_Task list_:
(A) Copy out the Tim Pears essay starting at the words "Tim Pears –" and stopping after "called ‘Blood Moon.", with "narrative" changed to "tale".
(B) Write the next few paragraphs of the Tim Pears essay on the MeToo movement, picking up after its final sentence.

Tim Pears - The Stories We Tell | Arvon

Tim Pears – The Stories We Tell

21 Jun 2021 / The Stories We Tell

Unsettled Weather

Out of conflicting pressures in the unsettled weather ever present in a writer’s head – in all our heads – a story emerges. Elements from the world around us conflict with our inner lives and the lives of those close to us. A narrative builds. The invitation to write this piece is an opportunity to tease out the influences on a short story called ‘Blood Moon.

The barometer needle was going haywire.

Watching the MeToo movement explode was chastening for a man of my age, born in nineteen fifty-six. Having lived through the radical feminism of the nineteen-seventies – women ran self-defence classes and reclaimed the night – I guess I had assumed that, while there were certainly still men out there capable of violent rape, young women no longer suffered routine sexual assault.

One discovered that horrible things were done by men to women during my lifetime, not in some distant, materially deprived ghetto or emotionally stunted milieu, but among people like myself and my friends.

Quite apart from those actual assaults, it was also unsettling to see an ever-widening array of behaviours being put under the spotlight. Women were turning round and saying: ‘No. We did not like it when you touched us like this. When you said that. When you imposed your desires without consideration for us. That is what you were doing.’

Every straightish man of my generation was obliged to review his behaviour; to track back over the years and to reconsider: was that truly consent? What did that imbalance in status imply for that relationship? Had one been complicit in others’ bad behaviour?

_Given information_:

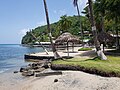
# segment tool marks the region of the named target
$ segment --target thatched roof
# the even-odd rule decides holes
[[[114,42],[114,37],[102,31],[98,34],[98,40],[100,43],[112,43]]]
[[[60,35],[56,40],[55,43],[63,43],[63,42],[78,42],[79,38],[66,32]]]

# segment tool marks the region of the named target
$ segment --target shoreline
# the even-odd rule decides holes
--
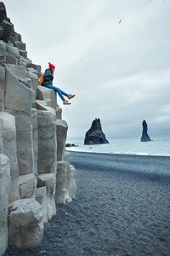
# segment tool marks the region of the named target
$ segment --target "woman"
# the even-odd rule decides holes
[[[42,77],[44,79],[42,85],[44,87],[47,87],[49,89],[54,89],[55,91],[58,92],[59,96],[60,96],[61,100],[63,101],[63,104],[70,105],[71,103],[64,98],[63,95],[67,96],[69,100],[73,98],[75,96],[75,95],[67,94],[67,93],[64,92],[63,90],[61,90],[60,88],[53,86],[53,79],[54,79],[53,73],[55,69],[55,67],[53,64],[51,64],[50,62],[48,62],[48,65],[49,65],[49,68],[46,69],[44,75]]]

_Expected outputs_:
(A)
Tim Pears – The Stories We Tell

21 Jun 2021 / The Stories We Tell

Unsettled Weather

Out of conflicting pressures in the unsettled weather ever present in a writer’s head – in all our heads – a story emerges. Elements from the world around us conflict with our inner lives and the lives of those close to us. A tale builds. The invitation to write this piece is an opportunity to tease out the influences on a short story called ‘Blood Moon.

(B)
At the same time as this scrutiny – and self-scrutiny – one understood that nothing is simple, nowhere more so than when it comes to sex.

I tutored an Arvon creative writing course. My co-tutor was a woman, all the participants were women, and the centre was run entirely by women. I was the only male on site. One lunchtime a discussion arose about assaults on women by powerful men: Trump, Strauss-Kahn, Weinstein.

The moment Trump was recorded talking about his entitlement and freedom, as a wealthy celebrity, to ‘grab a woman’s pussy,’ was the moment – we all agreed – that we had understood his presidential candidacy to be doomed. Except that it wasn’t. He went on to be elected. Millions of American women did not have much of a problem with such behaviour – which had complicated the debate further.

Talk moved on to Justin Trudeau, and I intervened in his defence: an allegation against him was not about an assault or a grope but an inappropriate touch; it was from a long time ago; he apologised at the time and his apology had been accepted.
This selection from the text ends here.